Directive:
Leave out the images; return the rest of the data exactly.

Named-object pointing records
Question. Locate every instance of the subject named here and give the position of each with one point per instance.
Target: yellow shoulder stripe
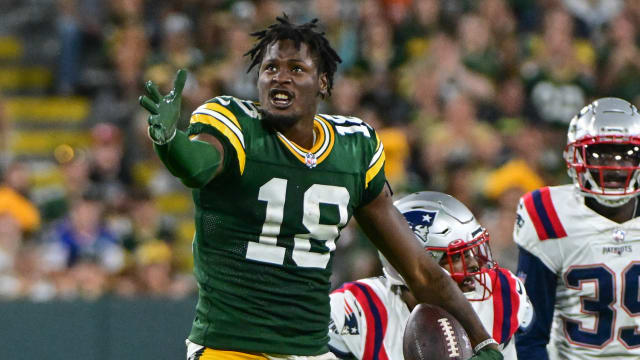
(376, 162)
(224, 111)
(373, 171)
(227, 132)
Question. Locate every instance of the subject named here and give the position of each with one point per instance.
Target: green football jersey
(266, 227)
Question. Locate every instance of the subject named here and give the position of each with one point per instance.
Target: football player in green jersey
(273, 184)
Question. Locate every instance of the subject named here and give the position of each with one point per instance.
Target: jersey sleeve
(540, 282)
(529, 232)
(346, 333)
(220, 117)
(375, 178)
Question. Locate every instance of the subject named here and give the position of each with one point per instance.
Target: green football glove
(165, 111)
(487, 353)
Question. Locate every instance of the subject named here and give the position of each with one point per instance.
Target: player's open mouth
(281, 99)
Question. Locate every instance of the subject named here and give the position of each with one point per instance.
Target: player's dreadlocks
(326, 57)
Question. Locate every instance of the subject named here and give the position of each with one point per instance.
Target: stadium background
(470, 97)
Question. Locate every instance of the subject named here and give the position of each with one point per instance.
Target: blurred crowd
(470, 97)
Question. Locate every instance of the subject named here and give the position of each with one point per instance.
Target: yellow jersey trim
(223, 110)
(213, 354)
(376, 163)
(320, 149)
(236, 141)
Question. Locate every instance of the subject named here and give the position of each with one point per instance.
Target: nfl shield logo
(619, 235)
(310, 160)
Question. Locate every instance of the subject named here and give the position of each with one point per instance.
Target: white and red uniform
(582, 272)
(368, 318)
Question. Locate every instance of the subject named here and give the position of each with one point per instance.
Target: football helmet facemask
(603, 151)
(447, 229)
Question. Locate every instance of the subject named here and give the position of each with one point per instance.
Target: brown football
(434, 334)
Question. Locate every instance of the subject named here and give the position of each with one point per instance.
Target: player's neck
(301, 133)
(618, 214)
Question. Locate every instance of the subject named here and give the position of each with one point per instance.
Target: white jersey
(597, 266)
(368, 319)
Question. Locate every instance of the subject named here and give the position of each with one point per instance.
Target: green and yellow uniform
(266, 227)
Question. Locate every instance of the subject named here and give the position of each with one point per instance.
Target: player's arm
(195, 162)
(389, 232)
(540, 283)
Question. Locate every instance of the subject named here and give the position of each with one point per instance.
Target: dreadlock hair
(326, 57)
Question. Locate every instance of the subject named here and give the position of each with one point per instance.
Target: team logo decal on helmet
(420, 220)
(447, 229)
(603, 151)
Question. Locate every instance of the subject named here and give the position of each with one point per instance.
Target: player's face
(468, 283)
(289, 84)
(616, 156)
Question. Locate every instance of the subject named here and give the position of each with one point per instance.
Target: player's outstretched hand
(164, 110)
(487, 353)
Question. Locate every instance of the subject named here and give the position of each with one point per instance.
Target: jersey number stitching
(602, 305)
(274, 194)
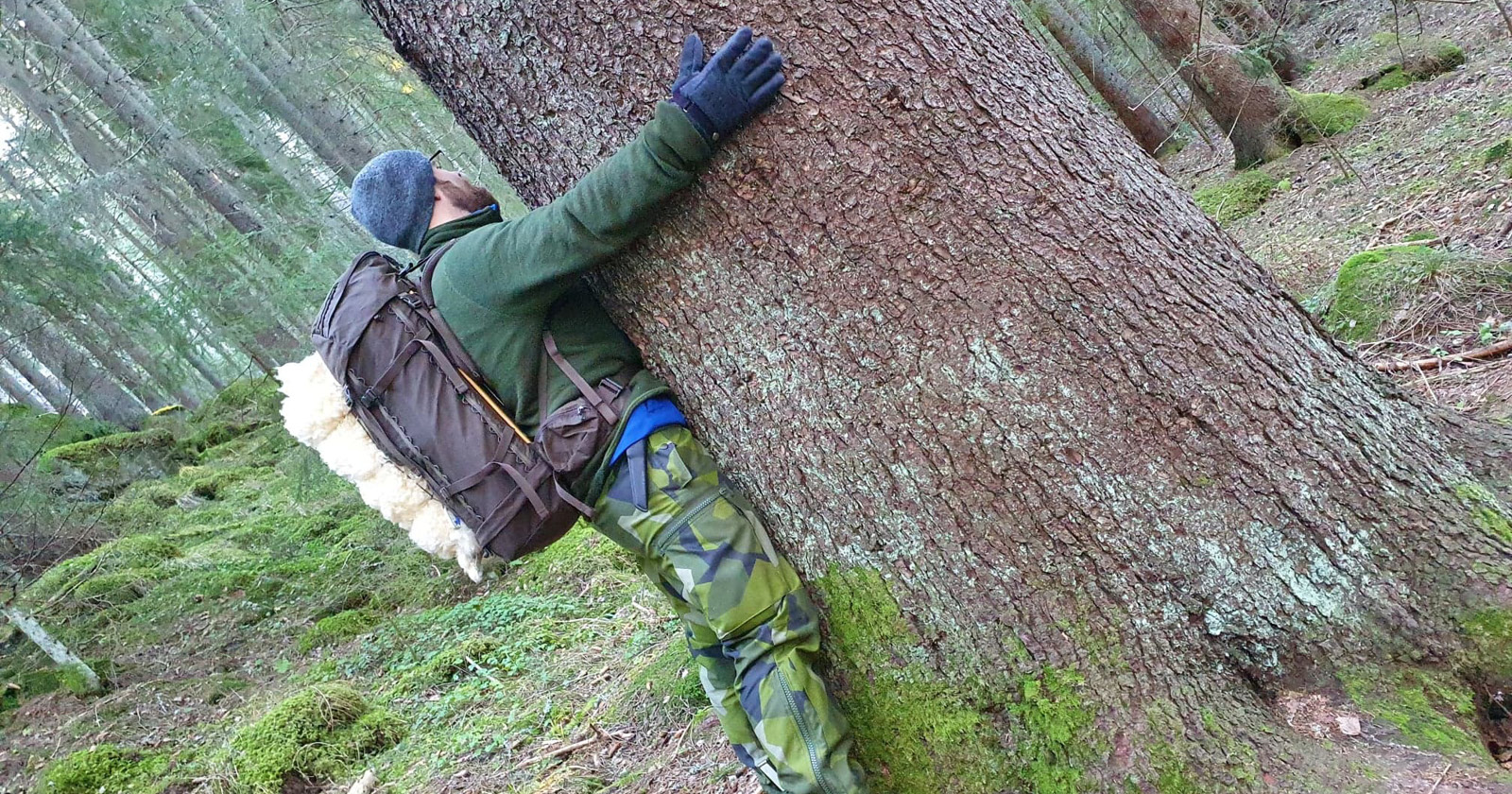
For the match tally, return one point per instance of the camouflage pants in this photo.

Completed exercise:
Question. Locate every instance of the subject named here and give the position of each with one point per instance.
Target: yellow shoulder stripe
(376, 162)
(224, 111)
(373, 171)
(227, 132)
Question. Locate every instance of the subject named here and give the position of each with one point per instance.
Target: green football jersey
(266, 227)
Question. Locate every instance of the subject named here and give the position of each with one point per instance.
Target: football player in green jersey
(273, 184)
Question. Locate every instance of the subject named here and give the position of each with one point per instance.
Target: jersey sleeve
(540, 282)
(529, 232)
(346, 333)
(220, 117)
(375, 178)
Question. Locate every instance of the subject named here and give the position of each with one point per instance.
Target: green football glove
(165, 111)
(487, 353)
Question. Locate every instance of the subject named here and give the position of each with one point per instance.
Target: player's open mouth
(281, 99)
Question. Locate every instance of the subject named here and give the position of each with one point per instance.
Target: player's dreadlocks
(326, 57)
Question. Locate every instance of the subject named here and give the position of each with one point per instance.
Target: stadium background
(470, 97)
Question. Locate every instance of the subject named here and give the position of each with one point per instance.
Target: blurred crowd
(470, 97)
Question. Locate every instance of the subject named here and give the position of each with one point per instance.
Target: yellow jersey trim
(223, 110)
(213, 354)
(376, 163)
(320, 149)
(236, 141)
Question. Locate every instance of the subject named here and give the position of each with one point per instance.
Target: nfl shield logo
(619, 235)
(310, 160)
Question. Locate every instance of the subject named here and give the position of each with one point per instance.
Target: white and red uniform
(582, 272)
(368, 318)
Question. Locate every instance of the subject named here and give the position of each with one point per instance.
Target: football helmet facemask
(603, 151)
(447, 229)
Question. Locate every instance of the subject named here and give the position of each with one point per instance.
Target: brown football
(434, 334)
Question. Locate every instance of the subject named here and give the position of each with one point per instance.
Target: player's neck
(301, 133)
(618, 214)
Question. Locate every instance of the subject named here and give the position of each with one point per instance.
Target: white jersey
(597, 266)
(368, 319)
Question. Locate every instance of the subject named here and give the position of each with one point per instance.
Target: green and yellow uniform
(266, 227)
Question. Locate every instance of the subject named here and give the position of each with one point per instance.
Target: player's arm
(195, 162)
(389, 232)
(540, 283)
Question. Locate every instance of the subject named here and give the position of each with one point per instance.
Target: dreadlock hair
(326, 57)
Question. Locate every instance of the subject named here and give the position of each with one point per instance.
Target: team logo decal on helmet
(420, 220)
(447, 229)
(603, 151)
Question. Locate every instance of the subject named here and give the position of each with one point per instance.
Target: player's face
(468, 283)
(289, 84)
(616, 156)
Question. Locate every instance of the subject named here and give the position of each with one point per instance.
Target: player's outstretched hand
(164, 110)
(487, 353)
Question. Locate every instance of the subject named here and give the position of each with one point per instance.
Target: jersey number stitching
(602, 305)
(274, 194)
For the match tally, return one point per instance of the camouflage pants in this photo.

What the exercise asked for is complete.